-- Start DATA --

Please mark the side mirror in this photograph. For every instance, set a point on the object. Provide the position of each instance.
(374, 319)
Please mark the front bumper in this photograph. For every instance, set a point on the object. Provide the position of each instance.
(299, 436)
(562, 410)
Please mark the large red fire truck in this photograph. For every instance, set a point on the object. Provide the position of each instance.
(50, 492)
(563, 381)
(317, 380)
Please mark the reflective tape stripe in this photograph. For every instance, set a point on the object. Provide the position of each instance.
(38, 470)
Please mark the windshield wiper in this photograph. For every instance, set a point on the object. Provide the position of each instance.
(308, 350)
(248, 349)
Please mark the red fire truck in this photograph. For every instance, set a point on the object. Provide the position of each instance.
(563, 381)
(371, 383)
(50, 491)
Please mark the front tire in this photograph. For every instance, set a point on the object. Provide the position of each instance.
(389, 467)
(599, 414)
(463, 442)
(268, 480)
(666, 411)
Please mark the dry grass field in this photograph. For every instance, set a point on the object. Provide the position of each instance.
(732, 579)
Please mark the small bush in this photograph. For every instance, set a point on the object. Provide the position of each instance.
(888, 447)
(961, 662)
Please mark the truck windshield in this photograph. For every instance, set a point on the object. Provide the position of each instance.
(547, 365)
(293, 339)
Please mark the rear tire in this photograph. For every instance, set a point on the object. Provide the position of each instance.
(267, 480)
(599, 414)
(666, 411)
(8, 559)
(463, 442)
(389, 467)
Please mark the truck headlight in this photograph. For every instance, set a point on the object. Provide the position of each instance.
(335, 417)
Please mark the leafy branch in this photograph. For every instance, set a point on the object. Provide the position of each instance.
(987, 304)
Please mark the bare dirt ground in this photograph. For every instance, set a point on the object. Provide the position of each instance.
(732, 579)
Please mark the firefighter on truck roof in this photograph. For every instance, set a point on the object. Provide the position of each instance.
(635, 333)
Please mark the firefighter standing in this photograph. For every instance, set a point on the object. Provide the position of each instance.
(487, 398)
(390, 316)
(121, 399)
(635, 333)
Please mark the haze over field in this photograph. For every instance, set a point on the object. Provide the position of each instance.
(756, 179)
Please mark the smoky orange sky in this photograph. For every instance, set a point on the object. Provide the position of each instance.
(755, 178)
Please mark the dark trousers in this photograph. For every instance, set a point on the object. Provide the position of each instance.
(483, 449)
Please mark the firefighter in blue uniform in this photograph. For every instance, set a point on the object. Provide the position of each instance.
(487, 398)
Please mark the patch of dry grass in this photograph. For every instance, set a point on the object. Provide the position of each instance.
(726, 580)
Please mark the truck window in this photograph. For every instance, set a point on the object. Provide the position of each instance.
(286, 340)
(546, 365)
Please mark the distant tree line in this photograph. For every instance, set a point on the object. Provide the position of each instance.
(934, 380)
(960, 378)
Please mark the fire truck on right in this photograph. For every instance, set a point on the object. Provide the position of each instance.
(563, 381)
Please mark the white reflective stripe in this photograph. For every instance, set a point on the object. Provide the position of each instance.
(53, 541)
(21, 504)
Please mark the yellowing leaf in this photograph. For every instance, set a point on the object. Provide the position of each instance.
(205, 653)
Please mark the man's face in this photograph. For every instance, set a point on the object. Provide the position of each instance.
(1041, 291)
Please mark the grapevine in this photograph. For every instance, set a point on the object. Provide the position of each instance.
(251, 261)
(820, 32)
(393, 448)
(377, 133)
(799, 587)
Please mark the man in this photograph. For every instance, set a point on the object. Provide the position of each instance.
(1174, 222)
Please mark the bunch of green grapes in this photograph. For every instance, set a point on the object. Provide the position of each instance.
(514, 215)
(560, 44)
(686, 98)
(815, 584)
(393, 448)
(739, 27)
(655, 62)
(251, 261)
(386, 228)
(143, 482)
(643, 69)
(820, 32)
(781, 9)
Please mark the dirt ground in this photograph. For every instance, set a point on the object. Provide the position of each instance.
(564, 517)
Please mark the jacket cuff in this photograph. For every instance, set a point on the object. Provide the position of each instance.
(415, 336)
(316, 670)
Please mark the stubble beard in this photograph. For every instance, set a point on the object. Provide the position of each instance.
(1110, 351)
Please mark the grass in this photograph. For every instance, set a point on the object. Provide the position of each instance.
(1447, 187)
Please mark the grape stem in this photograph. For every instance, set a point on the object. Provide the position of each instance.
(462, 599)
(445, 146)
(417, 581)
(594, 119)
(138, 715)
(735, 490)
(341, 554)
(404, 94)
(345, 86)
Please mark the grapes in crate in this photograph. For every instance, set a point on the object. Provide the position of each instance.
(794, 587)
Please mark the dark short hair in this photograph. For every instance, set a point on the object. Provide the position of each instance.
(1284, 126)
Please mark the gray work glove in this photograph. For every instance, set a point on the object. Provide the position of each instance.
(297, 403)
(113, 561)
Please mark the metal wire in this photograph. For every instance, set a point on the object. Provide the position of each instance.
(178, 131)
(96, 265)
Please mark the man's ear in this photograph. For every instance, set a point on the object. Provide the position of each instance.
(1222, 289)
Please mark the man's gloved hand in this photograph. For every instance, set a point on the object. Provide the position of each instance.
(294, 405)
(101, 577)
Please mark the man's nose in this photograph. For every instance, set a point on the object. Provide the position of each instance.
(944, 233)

-- End DATA --

WRITTEN EXERCISE:
Write out every entry again exactly, please, with nothing missing.

EXERCISE SOLUTION:
Please mark the side mirror in this photograph. For every instance, set a point on the object. Provide the position of each instance.
(374, 319)
Please mark the front bumper in this photograph. For every instance, set a point on the object. Provide the position of each instance.
(299, 436)
(562, 410)
Please mark the large red fire truck in this photograph. For every instance, set a point on the object. Provide the position of each instance.
(50, 492)
(563, 381)
(317, 380)
Please mark the reflective tape stripe in this photograph. For every instance, set a point on the object. Provide the position of each instance.
(38, 470)
Please mark the windshield wiper in this photograph. For every instance, set a point on the object. Provide the position of each instance.
(308, 350)
(248, 349)
Please mark the red fire truck in this photograph. For every instance, set a point on the object. Provide the position of each instance.
(563, 381)
(371, 383)
(50, 491)
Please mark the front tire in this photograph. For every instance, set a point on the object. Provide the position of each instance.
(389, 467)
(599, 414)
(463, 442)
(268, 480)
(666, 411)
Please mark the dry grass field in this photograph. For every instance, set a point on the object. Provide the position of each instance.
(732, 579)
Please mark the small bush in this photograph. For every instance, set a point on the object. Provide the position of each instance.
(888, 447)
(961, 662)
Please mark the truck windshield in this photograph. For every instance, set a point on the object. Provide the position of each instance.
(547, 365)
(293, 339)
Please mark the rear tire in this photograph. For every instance, set a point on the object. Provide the position of each instance.
(267, 480)
(599, 414)
(666, 411)
(8, 559)
(463, 442)
(389, 467)
Please mark the truck headlight in this photograph. For every instance, set a point on the object. Provide the position of each instance.
(335, 417)
Please mark the leafy branch in this photograph. For every instance, set a point on the object. Provide the position of each instance.
(987, 304)
Please mark the bare dirt ground in this photograph. For every instance, set a point on the object. Provide the position of each instance.
(732, 579)
Please mark the firefighter on truck roof in this photograph. For every instance, set a point on the object. Provide the position of each instance.
(635, 333)
Please mark the firefighter standing in this photograph. For every instance, set a point on the object. Provide the position of each instance.
(487, 398)
(390, 316)
(121, 399)
(635, 333)
Please mark the haze over field in this photograph. For every instance, set a point on the object. Provide the position of each instance.
(756, 179)
Please mark the smoky orange sky in this photograph. For every instance, set a point on the object. Provide the position of each instance.
(755, 178)
Please mark the dark trousers in this photograph. For every instance, set a point on the object. Provide the position of each instance.
(483, 449)
Please mark the firefighter in blue uniform in this photograph. For every instance, set a point on the object. Provide the position of each instance.
(487, 398)
Please mark the patch of dry grass in this photograph. For every instance, set a point on the object. Provide the position of each instance.
(726, 580)
Please mark the truck window in this photograph. For every instance, set a point on the object. Provide the position of each instance.
(286, 340)
(546, 365)
Please mark the distant tree line in this photograph. For every instance, set a point on the object. Provide the position of each instance.
(934, 380)
(960, 378)
Please mark the fire truck on right in this photograph. For every instance, set a point on the object. Provide the position of each instance.
(563, 381)
Please mark the white reflective stripe in this photograph. For every instance, set a point on the object. Provide the position of each instance.
(53, 541)
(21, 504)
Please mark the yellowing leaf in this photograph. For every instance, set a point on the object. Provide the position of each instance.
(205, 653)
Please mark the man's face in this photograph. For every instance, set a point on the object. Provide the position of each instance.
(1041, 291)
Please mark the grapevine in this photograph. For every instance, set a point on the object. Provide the position of each instance.
(251, 261)
(820, 32)
(393, 448)
(377, 133)
(799, 587)
Please mark the man in this photograph. For every instance, set a point on the object. Provide the position of each instance.
(1174, 222)
Please mark the bunch of green grapes in this photograph. For every instance, set a point on the object. Provide the position of each instance.
(514, 215)
(560, 44)
(686, 98)
(815, 584)
(393, 448)
(739, 27)
(655, 62)
(251, 261)
(386, 228)
(143, 482)
(643, 69)
(820, 32)
(781, 9)
Please mark the dirt ground in this photograph. For every instance, set a point on the object. Provide the position of each instance.
(564, 517)
Please mark the jacket cuff in this photograph. For every instance, set a point on the object. Provide the position of each instance.
(415, 336)
(316, 670)
Please mark the stubble beard in this photograph. For every instance, set a point on the object. Provide the position of each instance.
(1110, 351)
Please mark the grass in this photograph. For every instance, set a point on the object. Provide the position of each instance.
(1447, 187)
Please mark the grape stem in this photograph. For every instance, set a point on the object. Provide the position of each instance.
(462, 599)
(445, 146)
(417, 581)
(594, 119)
(138, 715)
(735, 490)
(341, 554)
(404, 94)
(345, 86)
Please mark the grapes in crate in this photograph. For every instance, set a point on the object. Provide the position of each instance.
(794, 587)
Please mark the dark short hair in this photograph. For every instance, set a point on the object. Provide the position of each instance.
(1284, 126)
Please mark the gray work glove in this photograph. For every instance, set a point on the object. Provide the position of each instance.
(297, 403)
(113, 561)
Please mark the metal wire in this photograph. For every instance, set a point on the object. Provide the position of each instance.
(178, 131)
(96, 265)
Please mark the man's ear in this photograph. For every instance, set a point on the object. Provide the position of each instance.
(1222, 289)
Please mark the man's gloved hand in this photograph. For every instance, set a point on the object. Provide the position of each instance.
(294, 405)
(101, 577)
Please mark the man's nose in this photograph. For every instance, set a point on the object. Provide the position of each instance.
(944, 233)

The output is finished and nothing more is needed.